§ **WHAT NEEDS TO BE DONE**
From the listing, collect all lines containing the word "tree".

#### EXCERPTED RECORDS ####

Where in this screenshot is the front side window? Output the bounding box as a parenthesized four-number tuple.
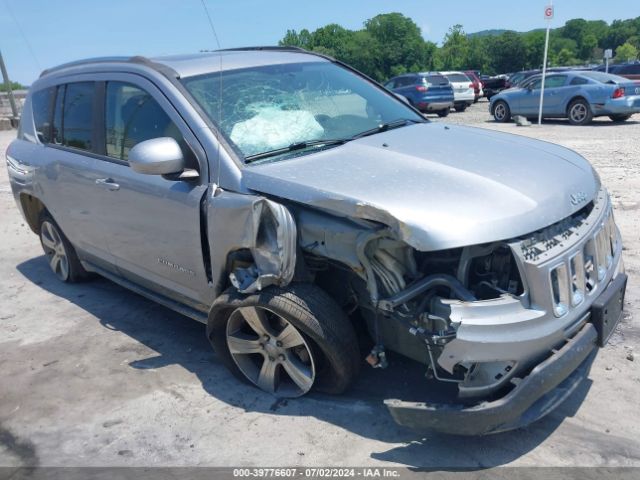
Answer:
(61, 82, 94, 151)
(544, 75, 568, 88)
(105, 82, 184, 161)
(31, 87, 54, 143)
(182, 61, 422, 161)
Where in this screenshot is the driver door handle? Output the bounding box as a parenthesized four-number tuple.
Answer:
(95, 178, 120, 191)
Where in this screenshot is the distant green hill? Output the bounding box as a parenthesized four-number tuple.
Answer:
(467, 29, 508, 38)
(468, 27, 546, 38)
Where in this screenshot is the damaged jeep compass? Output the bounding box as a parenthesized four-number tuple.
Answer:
(7, 47, 626, 435)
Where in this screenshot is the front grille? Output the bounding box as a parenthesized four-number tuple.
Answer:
(510, 190, 621, 319)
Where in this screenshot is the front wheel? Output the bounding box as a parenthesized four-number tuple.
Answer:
(39, 214, 89, 282)
(208, 284, 360, 397)
(609, 114, 631, 122)
(493, 100, 511, 122)
(567, 99, 593, 126)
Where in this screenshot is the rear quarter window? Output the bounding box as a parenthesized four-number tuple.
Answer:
(31, 88, 55, 143)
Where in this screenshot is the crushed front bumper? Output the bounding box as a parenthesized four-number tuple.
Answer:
(385, 273, 627, 436)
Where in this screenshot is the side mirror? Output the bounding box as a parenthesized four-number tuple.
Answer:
(129, 137, 185, 176)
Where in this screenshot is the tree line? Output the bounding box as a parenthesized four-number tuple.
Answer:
(279, 13, 640, 81)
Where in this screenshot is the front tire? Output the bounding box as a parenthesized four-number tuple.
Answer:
(609, 114, 631, 122)
(493, 100, 511, 122)
(567, 99, 593, 126)
(208, 284, 360, 397)
(39, 213, 89, 282)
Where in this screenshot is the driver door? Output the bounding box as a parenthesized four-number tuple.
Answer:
(91, 74, 211, 309)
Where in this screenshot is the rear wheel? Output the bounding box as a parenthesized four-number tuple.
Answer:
(208, 284, 360, 397)
(609, 114, 631, 122)
(437, 108, 450, 117)
(567, 99, 593, 126)
(454, 103, 467, 112)
(38, 214, 89, 282)
(493, 100, 511, 122)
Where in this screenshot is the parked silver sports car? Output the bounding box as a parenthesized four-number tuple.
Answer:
(490, 71, 640, 125)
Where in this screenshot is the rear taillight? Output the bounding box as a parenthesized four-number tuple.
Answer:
(612, 87, 625, 98)
(416, 85, 428, 92)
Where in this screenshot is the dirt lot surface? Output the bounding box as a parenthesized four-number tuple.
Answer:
(1, 101, 639, 468)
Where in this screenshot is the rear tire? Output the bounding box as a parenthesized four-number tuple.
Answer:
(567, 99, 593, 126)
(208, 284, 360, 397)
(437, 108, 450, 117)
(493, 100, 511, 123)
(454, 103, 467, 112)
(38, 213, 89, 283)
(609, 114, 631, 122)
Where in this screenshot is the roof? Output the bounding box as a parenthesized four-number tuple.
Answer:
(39, 47, 331, 80)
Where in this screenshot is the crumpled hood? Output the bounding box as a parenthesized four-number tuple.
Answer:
(242, 123, 599, 251)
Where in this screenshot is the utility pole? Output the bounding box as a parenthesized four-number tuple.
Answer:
(538, 1, 553, 126)
(0, 49, 20, 125)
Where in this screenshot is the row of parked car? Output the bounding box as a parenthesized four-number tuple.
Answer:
(384, 70, 482, 117)
(385, 62, 640, 125)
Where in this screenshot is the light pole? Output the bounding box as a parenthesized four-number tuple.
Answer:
(538, 1, 553, 126)
(0, 49, 19, 125)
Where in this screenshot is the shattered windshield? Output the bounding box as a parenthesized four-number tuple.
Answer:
(182, 61, 423, 161)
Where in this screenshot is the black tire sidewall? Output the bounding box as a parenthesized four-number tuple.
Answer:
(38, 213, 88, 282)
(208, 284, 360, 396)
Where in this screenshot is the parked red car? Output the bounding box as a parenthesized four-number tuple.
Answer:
(464, 70, 483, 102)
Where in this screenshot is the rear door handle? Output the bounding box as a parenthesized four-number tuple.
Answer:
(95, 178, 120, 191)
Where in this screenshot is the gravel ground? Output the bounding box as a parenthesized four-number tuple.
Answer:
(1, 100, 639, 468)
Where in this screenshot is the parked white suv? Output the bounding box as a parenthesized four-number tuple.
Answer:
(441, 71, 475, 112)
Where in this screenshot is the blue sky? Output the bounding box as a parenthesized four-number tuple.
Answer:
(1, 0, 638, 84)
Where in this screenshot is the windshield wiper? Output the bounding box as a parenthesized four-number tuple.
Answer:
(351, 118, 423, 140)
(245, 138, 350, 163)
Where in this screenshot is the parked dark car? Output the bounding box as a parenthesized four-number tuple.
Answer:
(593, 63, 640, 81)
(480, 75, 508, 99)
(385, 73, 454, 116)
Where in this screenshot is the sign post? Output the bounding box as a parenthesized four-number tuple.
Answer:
(604, 49, 613, 73)
(538, 2, 553, 126)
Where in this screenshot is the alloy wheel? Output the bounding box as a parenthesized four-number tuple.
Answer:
(494, 103, 506, 120)
(226, 306, 316, 397)
(570, 103, 587, 123)
(40, 221, 70, 281)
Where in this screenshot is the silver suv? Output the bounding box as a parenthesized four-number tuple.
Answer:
(6, 47, 626, 435)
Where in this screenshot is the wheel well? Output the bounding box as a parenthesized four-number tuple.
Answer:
(19, 194, 47, 234)
(566, 96, 590, 113)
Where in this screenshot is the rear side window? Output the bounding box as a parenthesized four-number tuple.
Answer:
(56, 82, 94, 151)
(31, 87, 54, 143)
(425, 75, 448, 86)
(446, 73, 470, 83)
(394, 77, 416, 87)
(105, 82, 184, 161)
(570, 76, 589, 86)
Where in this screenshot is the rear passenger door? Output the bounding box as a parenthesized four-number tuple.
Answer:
(42, 81, 118, 272)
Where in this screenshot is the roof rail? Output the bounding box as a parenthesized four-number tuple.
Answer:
(39, 56, 148, 78)
(215, 46, 307, 53)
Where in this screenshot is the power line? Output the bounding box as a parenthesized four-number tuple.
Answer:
(2, 0, 42, 71)
(199, 0, 222, 50)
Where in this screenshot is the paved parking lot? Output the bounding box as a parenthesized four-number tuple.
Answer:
(1, 101, 639, 468)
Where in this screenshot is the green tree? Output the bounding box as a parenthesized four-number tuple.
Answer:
(556, 48, 579, 66)
(615, 42, 639, 62)
(466, 36, 491, 72)
(523, 30, 546, 69)
(364, 13, 432, 80)
(440, 24, 469, 70)
(0, 81, 25, 92)
(489, 31, 527, 73)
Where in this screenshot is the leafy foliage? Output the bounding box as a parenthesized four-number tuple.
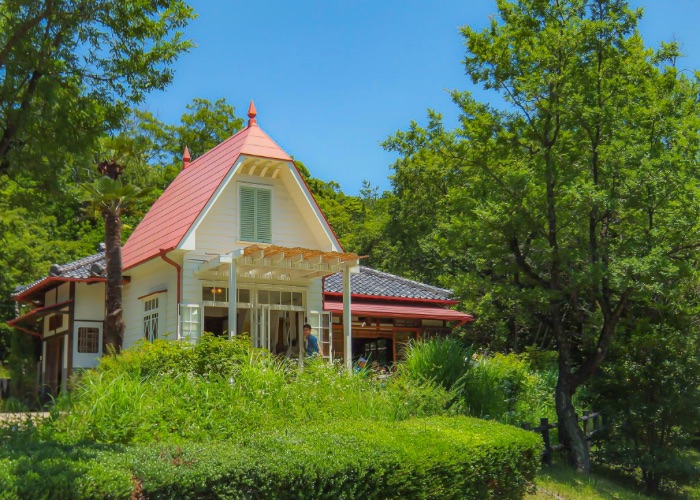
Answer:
(454, 353, 558, 426)
(0, 0, 195, 180)
(383, 0, 700, 470)
(399, 336, 473, 391)
(0, 336, 541, 498)
(49, 335, 451, 444)
(589, 314, 700, 494)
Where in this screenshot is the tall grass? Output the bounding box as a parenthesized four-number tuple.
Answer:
(400, 336, 473, 390)
(47, 335, 450, 444)
(400, 338, 558, 426)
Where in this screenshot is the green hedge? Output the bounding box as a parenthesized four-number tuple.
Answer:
(0, 416, 540, 499)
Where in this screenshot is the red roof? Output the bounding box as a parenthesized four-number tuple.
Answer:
(323, 300, 474, 326)
(122, 118, 292, 270)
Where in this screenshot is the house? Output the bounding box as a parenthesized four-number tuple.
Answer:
(10, 102, 473, 394)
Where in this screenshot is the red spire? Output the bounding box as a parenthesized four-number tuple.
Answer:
(248, 100, 257, 127)
(182, 145, 191, 169)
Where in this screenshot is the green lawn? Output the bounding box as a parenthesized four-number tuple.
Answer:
(532, 462, 647, 499)
(531, 456, 700, 499)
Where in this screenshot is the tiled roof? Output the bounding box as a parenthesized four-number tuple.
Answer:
(121, 118, 292, 270)
(324, 266, 453, 301)
(13, 247, 106, 296)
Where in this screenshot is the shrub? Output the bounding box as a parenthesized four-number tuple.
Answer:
(589, 321, 700, 495)
(0, 417, 541, 499)
(400, 336, 472, 390)
(1, 336, 542, 498)
(454, 353, 556, 425)
(48, 336, 451, 444)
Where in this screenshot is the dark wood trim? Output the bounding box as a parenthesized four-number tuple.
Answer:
(137, 289, 168, 301)
(67, 283, 75, 381)
(42, 330, 71, 342)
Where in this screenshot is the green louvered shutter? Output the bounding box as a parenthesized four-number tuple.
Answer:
(255, 188, 272, 243)
(240, 185, 272, 243)
(239, 186, 256, 241)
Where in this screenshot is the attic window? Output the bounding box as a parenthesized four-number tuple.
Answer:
(239, 185, 272, 243)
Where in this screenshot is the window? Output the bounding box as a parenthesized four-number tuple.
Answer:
(239, 185, 272, 243)
(77, 327, 100, 353)
(179, 304, 201, 343)
(48, 314, 63, 331)
(143, 297, 159, 342)
(202, 286, 228, 302)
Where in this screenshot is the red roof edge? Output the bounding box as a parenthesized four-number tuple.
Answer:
(290, 160, 345, 252)
(13, 277, 106, 303)
(8, 299, 74, 337)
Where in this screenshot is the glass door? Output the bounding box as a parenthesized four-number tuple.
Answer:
(308, 311, 333, 361)
(252, 305, 271, 350)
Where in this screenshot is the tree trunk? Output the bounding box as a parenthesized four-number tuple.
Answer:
(103, 210, 125, 353)
(555, 369, 590, 472)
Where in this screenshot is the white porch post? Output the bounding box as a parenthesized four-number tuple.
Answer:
(343, 265, 352, 371)
(228, 252, 237, 338)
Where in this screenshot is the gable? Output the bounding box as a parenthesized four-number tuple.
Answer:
(190, 156, 339, 254)
(122, 106, 341, 270)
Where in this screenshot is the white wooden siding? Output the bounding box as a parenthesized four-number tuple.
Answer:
(307, 278, 324, 313)
(122, 258, 176, 348)
(195, 169, 324, 255)
(72, 321, 102, 369)
(74, 282, 105, 321)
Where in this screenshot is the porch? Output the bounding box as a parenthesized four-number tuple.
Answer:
(188, 244, 361, 368)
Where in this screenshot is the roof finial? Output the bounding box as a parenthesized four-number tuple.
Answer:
(182, 145, 191, 169)
(247, 100, 257, 127)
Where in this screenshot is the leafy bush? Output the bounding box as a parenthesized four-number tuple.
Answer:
(48, 335, 451, 444)
(0, 417, 540, 499)
(453, 353, 556, 425)
(400, 336, 472, 390)
(0, 336, 542, 498)
(589, 321, 700, 495)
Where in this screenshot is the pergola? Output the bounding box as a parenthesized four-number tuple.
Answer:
(197, 244, 361, 369)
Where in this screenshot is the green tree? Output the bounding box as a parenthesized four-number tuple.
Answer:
(590, 307, 700, 494)
(81, 174, 153, 352)
(0, 0, 195, 181)
(385, 0, 700, 471)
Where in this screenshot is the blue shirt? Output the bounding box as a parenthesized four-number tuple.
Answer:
(306, 334, 319, 356)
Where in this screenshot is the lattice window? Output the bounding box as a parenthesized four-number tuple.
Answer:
(77, 327, 99, 353)
(143, 297, 159, 342)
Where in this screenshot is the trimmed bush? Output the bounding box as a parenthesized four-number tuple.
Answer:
(0, 417, 540, 499)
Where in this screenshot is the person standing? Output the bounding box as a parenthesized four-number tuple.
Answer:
(303, 323, 320, 357)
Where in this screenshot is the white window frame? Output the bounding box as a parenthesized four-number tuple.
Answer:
(139, 291, 167, 342)
(142, 297, 161, 342)
(179, 303, 202, 344)
(237, 181, 274, 244)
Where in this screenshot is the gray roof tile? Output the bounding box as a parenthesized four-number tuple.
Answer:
(324, 266, 453, 301)
(13, 246, 105, 296)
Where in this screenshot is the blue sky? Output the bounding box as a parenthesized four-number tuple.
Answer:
(143, 1, 700, 195)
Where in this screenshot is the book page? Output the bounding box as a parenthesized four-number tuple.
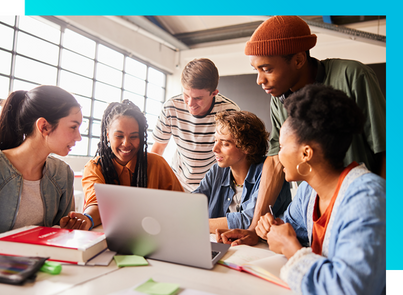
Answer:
(243, 254, 288, 278)
(219, 245, 275, 269)
(241, 255, 289, 289)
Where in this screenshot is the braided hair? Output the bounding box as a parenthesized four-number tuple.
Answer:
(95, 99, 148, 187)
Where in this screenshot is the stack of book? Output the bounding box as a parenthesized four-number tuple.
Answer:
(0, 226, 108, 265)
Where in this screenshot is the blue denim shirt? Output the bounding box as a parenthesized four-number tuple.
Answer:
(0, 151, 75, 233)
(281, 169, 386, 295)
(193, 158, 291, 229)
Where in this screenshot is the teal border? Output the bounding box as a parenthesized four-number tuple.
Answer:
(23, 0, 396, 269)
(386, 14, 397, 270)
(25, 0, 387, 16)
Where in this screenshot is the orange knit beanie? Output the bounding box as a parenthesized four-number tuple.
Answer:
(245, 16, 317, 56)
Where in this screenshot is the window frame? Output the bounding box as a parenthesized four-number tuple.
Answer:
(0, 15, 167, 157)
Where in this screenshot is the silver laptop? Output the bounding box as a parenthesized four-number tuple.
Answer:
(95, 183, 230, 269)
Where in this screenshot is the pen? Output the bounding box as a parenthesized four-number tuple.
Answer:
(269, 205, 276, 219)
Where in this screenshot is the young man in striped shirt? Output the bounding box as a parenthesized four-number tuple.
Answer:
(151, 58, 240, 192)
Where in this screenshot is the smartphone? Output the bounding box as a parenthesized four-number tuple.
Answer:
(0, 255, 48, 285)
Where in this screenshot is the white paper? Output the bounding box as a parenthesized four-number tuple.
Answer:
(86, 249, 117, 266)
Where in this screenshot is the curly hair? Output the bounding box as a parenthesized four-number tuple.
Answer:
(95, 99, 148, 187)
(215, 110, 269, 164)
(284, 84, 365, 170)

####

§ **RESULT**
Where in this screenshot is the tree line? Output the bounding box as a parenthesized four-number tuple.
Where in this screenshot is the green tree? Output the bounding box as a parenthesized four-number tuple.
Where in this screenshot is the tree trunk? Output the bounding box as a parenthesized four-number tuple.
Where in this screenshot is the green tree? Output the bounding box as a parenthesized four-number tuple.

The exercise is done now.